[Records from a collection]
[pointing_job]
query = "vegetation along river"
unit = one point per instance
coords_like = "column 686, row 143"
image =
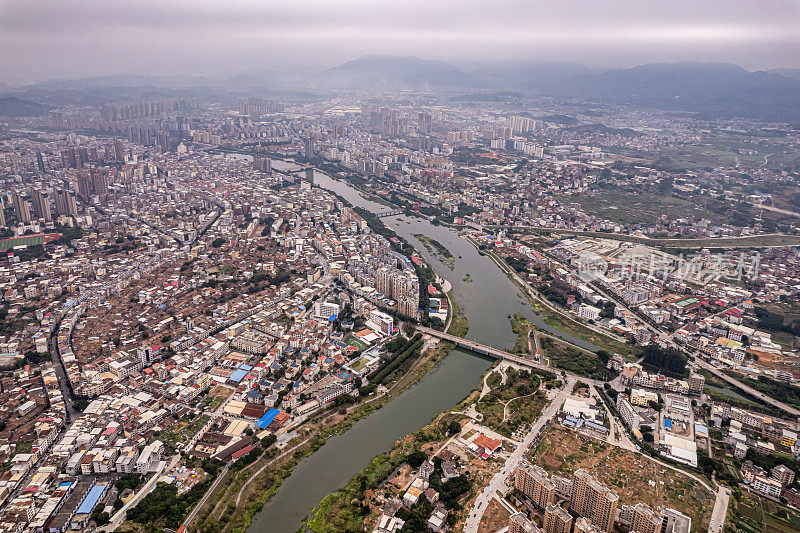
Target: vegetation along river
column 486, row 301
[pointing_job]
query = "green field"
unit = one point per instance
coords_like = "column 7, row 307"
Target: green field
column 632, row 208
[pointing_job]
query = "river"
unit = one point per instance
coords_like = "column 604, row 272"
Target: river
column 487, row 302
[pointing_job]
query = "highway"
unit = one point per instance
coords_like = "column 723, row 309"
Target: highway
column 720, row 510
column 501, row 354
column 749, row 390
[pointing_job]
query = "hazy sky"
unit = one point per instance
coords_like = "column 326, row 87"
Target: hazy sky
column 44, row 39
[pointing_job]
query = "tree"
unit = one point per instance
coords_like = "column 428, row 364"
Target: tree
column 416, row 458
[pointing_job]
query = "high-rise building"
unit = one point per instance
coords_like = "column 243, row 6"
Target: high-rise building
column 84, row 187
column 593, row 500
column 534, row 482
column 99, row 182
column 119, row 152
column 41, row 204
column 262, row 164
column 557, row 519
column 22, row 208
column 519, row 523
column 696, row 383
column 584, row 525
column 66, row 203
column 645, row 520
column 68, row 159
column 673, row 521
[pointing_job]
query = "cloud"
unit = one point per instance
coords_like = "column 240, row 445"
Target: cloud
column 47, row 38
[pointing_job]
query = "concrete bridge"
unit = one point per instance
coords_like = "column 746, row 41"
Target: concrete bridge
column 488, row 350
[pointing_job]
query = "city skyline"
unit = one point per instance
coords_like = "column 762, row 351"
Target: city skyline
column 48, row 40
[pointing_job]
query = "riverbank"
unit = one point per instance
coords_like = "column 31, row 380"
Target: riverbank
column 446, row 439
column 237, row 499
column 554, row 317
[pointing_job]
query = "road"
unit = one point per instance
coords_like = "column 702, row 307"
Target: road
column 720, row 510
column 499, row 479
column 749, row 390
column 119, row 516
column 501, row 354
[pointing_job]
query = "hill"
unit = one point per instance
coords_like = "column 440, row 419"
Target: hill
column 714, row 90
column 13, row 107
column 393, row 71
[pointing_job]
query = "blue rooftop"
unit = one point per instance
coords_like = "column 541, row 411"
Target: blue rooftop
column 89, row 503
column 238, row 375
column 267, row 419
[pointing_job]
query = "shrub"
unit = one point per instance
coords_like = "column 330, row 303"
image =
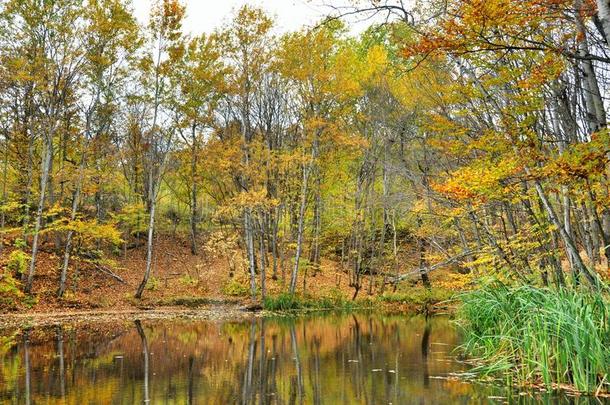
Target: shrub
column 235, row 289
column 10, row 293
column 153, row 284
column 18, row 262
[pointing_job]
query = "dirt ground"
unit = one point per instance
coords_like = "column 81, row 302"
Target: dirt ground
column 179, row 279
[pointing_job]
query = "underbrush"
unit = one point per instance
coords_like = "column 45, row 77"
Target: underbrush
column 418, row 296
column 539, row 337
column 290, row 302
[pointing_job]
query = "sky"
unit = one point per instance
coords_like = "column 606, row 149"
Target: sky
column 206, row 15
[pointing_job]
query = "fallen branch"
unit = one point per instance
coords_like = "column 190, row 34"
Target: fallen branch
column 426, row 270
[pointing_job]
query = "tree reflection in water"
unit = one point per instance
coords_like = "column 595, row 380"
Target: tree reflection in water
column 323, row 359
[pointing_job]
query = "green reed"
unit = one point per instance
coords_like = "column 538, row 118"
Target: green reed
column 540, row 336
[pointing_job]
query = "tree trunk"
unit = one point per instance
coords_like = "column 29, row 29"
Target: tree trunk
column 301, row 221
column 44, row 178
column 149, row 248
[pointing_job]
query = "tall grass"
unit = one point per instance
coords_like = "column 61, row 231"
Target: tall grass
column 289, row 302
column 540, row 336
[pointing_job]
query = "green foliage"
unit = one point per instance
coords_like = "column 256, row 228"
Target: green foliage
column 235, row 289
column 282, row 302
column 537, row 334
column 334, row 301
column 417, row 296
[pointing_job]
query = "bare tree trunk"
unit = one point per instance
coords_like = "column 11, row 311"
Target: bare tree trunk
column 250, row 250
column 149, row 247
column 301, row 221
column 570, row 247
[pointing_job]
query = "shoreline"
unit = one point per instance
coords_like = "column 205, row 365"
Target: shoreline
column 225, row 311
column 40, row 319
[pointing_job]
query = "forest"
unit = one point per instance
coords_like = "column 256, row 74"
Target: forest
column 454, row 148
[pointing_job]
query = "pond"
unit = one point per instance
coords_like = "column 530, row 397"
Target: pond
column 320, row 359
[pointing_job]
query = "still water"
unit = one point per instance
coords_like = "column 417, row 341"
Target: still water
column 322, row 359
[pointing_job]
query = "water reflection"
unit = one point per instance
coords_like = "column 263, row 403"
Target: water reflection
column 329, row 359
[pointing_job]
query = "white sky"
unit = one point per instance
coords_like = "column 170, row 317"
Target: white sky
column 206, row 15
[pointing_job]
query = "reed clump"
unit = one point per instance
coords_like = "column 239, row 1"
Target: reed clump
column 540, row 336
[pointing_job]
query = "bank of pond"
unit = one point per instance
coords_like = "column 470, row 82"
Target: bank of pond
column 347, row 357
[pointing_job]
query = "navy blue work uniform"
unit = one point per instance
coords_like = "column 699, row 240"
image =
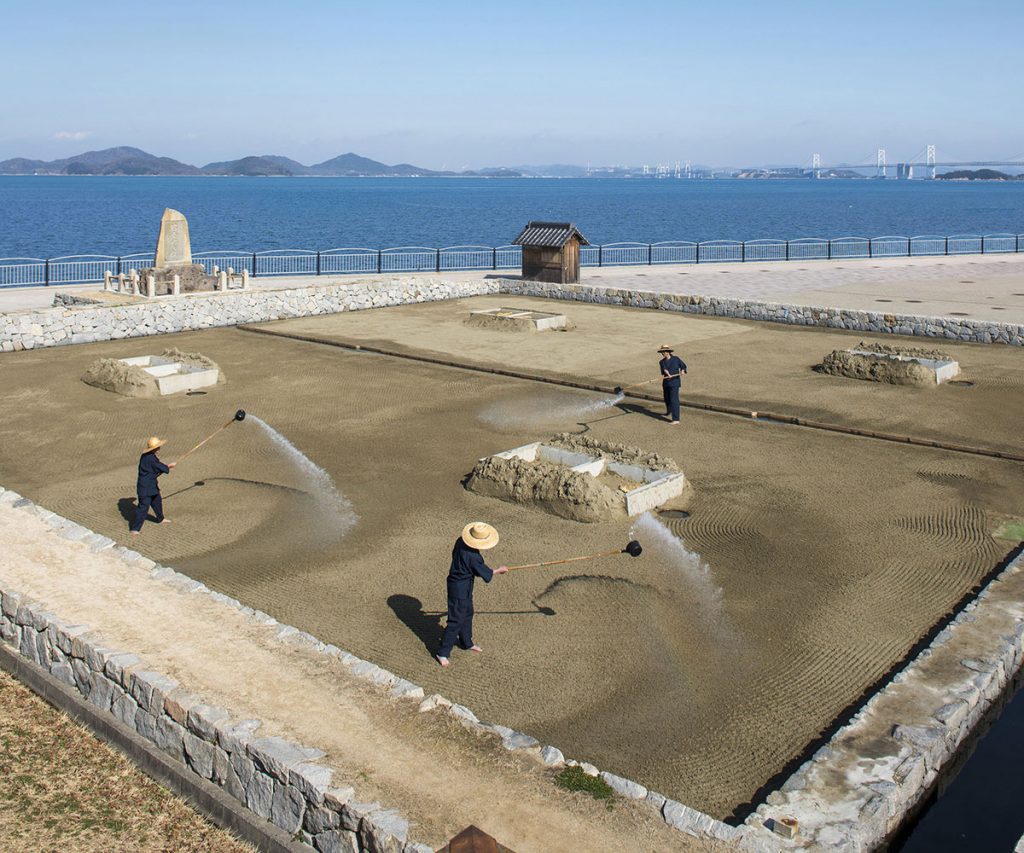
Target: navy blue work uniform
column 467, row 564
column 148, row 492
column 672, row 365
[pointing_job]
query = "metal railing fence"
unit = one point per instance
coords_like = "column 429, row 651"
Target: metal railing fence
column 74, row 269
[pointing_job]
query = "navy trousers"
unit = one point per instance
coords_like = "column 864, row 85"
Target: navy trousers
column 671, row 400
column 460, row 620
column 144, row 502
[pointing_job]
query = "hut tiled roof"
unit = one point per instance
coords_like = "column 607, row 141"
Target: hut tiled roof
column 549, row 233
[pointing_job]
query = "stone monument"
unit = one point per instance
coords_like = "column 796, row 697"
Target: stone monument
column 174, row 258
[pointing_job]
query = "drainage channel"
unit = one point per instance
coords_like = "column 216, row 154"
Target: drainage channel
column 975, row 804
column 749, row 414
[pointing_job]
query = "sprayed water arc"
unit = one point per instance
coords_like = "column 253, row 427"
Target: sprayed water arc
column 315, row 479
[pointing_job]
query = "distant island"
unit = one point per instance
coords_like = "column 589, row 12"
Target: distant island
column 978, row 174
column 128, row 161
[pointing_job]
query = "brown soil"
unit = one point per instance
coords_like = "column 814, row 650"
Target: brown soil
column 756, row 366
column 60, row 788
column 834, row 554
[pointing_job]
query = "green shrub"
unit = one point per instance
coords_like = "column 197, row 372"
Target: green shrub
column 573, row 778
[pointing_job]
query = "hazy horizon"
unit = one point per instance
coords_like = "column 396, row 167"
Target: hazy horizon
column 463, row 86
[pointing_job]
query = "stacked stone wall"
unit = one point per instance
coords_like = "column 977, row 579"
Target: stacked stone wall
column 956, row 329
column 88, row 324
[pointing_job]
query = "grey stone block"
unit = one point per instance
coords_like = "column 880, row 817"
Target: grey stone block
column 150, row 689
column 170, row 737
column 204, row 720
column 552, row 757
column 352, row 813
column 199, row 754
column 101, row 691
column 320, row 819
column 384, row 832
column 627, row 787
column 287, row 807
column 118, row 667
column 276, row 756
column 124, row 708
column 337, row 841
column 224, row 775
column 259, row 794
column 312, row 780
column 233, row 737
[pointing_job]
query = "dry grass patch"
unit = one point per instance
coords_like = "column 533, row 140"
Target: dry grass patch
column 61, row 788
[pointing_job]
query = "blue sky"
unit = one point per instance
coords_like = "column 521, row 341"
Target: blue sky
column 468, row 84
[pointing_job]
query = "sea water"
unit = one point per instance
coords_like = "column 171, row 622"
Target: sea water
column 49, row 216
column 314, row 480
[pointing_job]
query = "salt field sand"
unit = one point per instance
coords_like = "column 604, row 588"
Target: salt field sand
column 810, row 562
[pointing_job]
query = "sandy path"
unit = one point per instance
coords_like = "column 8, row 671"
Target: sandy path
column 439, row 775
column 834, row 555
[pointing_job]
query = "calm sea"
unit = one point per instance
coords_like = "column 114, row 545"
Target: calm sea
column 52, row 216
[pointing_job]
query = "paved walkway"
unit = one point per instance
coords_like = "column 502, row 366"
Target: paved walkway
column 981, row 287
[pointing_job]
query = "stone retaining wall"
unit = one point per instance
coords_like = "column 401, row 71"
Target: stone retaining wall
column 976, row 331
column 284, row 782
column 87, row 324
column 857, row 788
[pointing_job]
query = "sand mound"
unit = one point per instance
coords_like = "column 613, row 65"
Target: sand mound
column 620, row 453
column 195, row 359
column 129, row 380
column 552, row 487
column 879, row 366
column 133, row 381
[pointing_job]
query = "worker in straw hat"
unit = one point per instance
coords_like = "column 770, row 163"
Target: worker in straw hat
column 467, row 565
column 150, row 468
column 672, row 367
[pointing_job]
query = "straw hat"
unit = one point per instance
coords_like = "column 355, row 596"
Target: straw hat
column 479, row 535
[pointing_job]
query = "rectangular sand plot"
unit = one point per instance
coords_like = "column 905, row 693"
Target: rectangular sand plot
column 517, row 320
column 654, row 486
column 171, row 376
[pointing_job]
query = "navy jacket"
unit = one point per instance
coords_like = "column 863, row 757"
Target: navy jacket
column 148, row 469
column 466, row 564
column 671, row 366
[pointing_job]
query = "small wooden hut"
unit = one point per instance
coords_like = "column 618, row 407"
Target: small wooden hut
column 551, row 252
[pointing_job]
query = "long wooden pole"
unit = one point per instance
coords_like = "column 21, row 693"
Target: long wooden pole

**WHAT YOU HAVE TO DO**
If a line in the records above contains the word "pole", copy it.

**RESULT**
query = "long wooden pole"
Target: long wooden pole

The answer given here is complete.